§ **TASK OBJECTIVE**
Extend the essay below on a mother's worries about her children, picking up right after its last sentence.

§ **DOCUMENT EXCERPT**
□ □ □ □ □

No one can worry like a mother, right? And my mother is the queen of them all. When I fly anywhere, she worries that my plane will fall out of the sky. When I drive to see her in Nashville, she worries that my car will be totaled in a terrible accident. When she hears a sniffle over the phone, she asks me about my "cold" and how it's doing for the subsequent three months. When I rented an apartment, she worried that I didn't own a home, and when I bought a house, she worried that I would become trapped and maybe I should rent. And don't even get started on the dating days.
I am a mother myself, and grappling with my own worry about my preshuss snowflakes is definitely one of the hardest parts of the job. The funny thing is, the bulk of my worrying time (much like my mother's) is spent worrying about highly unlikely, catastrophic disasters. I suppose the more mundane, more likely worries are too hard to draw close, and so I push them away by occupying myself with ridiculous notions of danger.
I worry that they will electrocute themselves in the bath. Every time I draw a bath, I check the whole room for plugged in electronics.
I worry that they will stop breathing when they sleep. Each morning when I go upstairs to wake them, I wince a bit until I see their chests move up and down, up and down.
I worry that they will pull knives down off the kitchen counter onto themselves. This happened to Jake one time - before I knew he was tall enough to reach the counters, suddenly there he was feeling overhead and grasping the edge of a cutting board. A large kitchen knife slid down the board toward his face, and only my lightning fast mom reflexes saved him from getting a heavy, sharp point in his little bald baby head. That ruined me forever after, and four years later I still push knives off the cutting board and to the back of the counter.
Speaking of eyes, I worry that they will trip while holding a fork and poke out an eye. I worry that they will fall off their chair while eating dinner and put a fork in an eye. I worry that they will just be playing around at dinner (as they often do) and carelessly put a fork in an eye. The integrity of their beautiful, wee little eyes keeps me up nights.

□ □ □ □ □

§ **DATASET EXCERPTS**
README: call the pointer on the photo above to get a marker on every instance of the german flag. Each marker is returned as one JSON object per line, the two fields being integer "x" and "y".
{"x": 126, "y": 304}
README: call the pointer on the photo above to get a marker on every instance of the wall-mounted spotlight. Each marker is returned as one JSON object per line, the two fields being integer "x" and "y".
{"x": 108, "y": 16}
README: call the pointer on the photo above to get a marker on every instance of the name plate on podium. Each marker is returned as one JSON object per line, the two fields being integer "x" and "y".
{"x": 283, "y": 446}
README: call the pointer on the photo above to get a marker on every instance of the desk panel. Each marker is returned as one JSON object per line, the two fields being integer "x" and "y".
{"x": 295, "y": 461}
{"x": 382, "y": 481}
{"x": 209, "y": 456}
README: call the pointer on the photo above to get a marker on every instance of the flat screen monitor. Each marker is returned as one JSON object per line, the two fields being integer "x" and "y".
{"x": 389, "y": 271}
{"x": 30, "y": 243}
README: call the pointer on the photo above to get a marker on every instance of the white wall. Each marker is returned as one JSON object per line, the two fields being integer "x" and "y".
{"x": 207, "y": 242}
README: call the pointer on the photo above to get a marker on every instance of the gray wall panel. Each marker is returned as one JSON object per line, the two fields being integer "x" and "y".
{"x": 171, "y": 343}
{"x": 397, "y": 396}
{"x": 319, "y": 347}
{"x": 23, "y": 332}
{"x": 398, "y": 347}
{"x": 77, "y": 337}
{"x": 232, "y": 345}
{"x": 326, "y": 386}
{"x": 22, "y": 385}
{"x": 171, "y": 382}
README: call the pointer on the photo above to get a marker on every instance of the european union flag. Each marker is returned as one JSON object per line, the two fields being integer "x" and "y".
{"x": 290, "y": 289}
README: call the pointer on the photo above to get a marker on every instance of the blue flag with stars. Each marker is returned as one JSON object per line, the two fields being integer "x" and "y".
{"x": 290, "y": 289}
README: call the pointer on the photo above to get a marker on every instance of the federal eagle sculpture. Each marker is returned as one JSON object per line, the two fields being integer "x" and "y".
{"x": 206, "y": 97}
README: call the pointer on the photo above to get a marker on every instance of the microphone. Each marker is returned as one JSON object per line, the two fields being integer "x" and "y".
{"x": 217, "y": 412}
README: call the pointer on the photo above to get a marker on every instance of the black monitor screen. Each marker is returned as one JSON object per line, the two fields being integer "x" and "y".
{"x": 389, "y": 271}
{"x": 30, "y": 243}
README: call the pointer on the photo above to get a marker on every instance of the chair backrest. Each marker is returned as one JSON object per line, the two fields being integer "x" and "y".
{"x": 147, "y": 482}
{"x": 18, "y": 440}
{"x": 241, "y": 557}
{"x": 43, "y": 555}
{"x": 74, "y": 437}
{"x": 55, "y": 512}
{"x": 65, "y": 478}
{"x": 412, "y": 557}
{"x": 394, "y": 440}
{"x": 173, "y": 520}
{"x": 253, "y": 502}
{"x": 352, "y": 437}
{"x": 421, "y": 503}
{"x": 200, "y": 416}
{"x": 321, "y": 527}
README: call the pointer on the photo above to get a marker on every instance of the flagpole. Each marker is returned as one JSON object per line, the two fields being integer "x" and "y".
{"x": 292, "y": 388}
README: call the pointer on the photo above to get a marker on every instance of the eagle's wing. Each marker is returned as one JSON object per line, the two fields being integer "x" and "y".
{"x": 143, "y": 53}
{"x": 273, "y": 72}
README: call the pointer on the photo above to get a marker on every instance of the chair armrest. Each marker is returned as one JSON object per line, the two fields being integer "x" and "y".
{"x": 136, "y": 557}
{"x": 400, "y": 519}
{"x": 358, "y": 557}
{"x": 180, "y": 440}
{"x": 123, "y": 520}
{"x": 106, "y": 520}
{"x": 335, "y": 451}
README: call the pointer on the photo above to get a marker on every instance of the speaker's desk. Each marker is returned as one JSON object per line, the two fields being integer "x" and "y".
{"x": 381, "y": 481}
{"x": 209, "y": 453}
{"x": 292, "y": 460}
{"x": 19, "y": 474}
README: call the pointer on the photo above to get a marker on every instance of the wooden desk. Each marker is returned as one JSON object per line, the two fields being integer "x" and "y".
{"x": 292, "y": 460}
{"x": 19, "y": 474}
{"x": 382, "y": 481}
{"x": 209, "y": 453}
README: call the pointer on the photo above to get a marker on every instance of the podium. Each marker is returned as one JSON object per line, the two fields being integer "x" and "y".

□ □ □ □ □

§ **OUTPUT FOR THIS TASK**
I worry that they will fall down the stairs. Cubby has fallen down the stairs, top to bottom - he talks about that fall a lot, even though it happened last summer when he was only one year old. Apparently when children fall down stairs, they bounce right back. Nevertheless, I worry.
I worry that they will lean against the baby gate, which we keep on the deck steps outside, and that it will suddenly give way and they will fall down
those stairs and into the grass. What occupies me about this particular scenario is the possibility for little fingers to become trapped in the little fencing bit of the gate and possibly get bent back or broken during the fall.
I worry that they will stop breathing while I'm driving and they're sitting behind me in the car seat. I check them in the rearview mirror pretty regularly while I drive, always preparing, preparing myself for the worst.
I worry that when I am holding them in my arms while we walk around the second story of a mall, or an outdoor condo or hotel railing, or some sort of open air area, that I will suddenly fling them over the edge in a spastic, involuntary movement that sends them hurtling out into the open air.
I worry that they will be hit by flying debris flung from the back of a parade. I worry that they will disappear into a crowd and won't be able to find me. I worry that balconies will fall out from under them, or that railings will give way when they lean on them. I worry that if they get too close to my office window on the 22nd floor, that it will suddenly pop out and a current of air will whisk them out and down, down, down, and I will have to jump out after them.
I worry that they will go over to a friend's house, and his parents will step out for a few moments, and he will pull out his dad's gun "just to show you."
I worry that a tiger will escape the zoo and pick them up in his enormous paws. I worry that a rattlesnake will crawl up out of the wooded lot beside us and chase them down, fangs bared. I worry that a spider will crawl into their beds at night, bite their little pudgy feet, leave them gangrenous, swollen, falling off. I worry that they will catch leprosy, tuberculosis, pertussis, measles. I worry every time they have a fever that in a few weeks I will be bereft, clutching a sodden tissue and saying "I thought it was just a fever! I didn't know it was THE END!"
I worry that they will stop breathing while I am still breathing, and then I will have to learn to breathe air in a world in which they do not exist. And so I fixate on the worries that are easiest to brush aside, and tell myself how foolish I am for thinking of them. I laugh at my silliness, and think Of course they're safe. Of course they are. There are no tigers running rampant. You have never met a single person who poked his eye out with a fork when he was a kid. You have never spastically flung a solitary thing over a balcony in your life. Be rational.
They are protectable. I can protect them. As long as I check for plugged in hairdryers, secure baby gates, kitchen knives, and vaccinations, they will be safe. So I am vigilant. I am careful. I am watchful, thorough, swift.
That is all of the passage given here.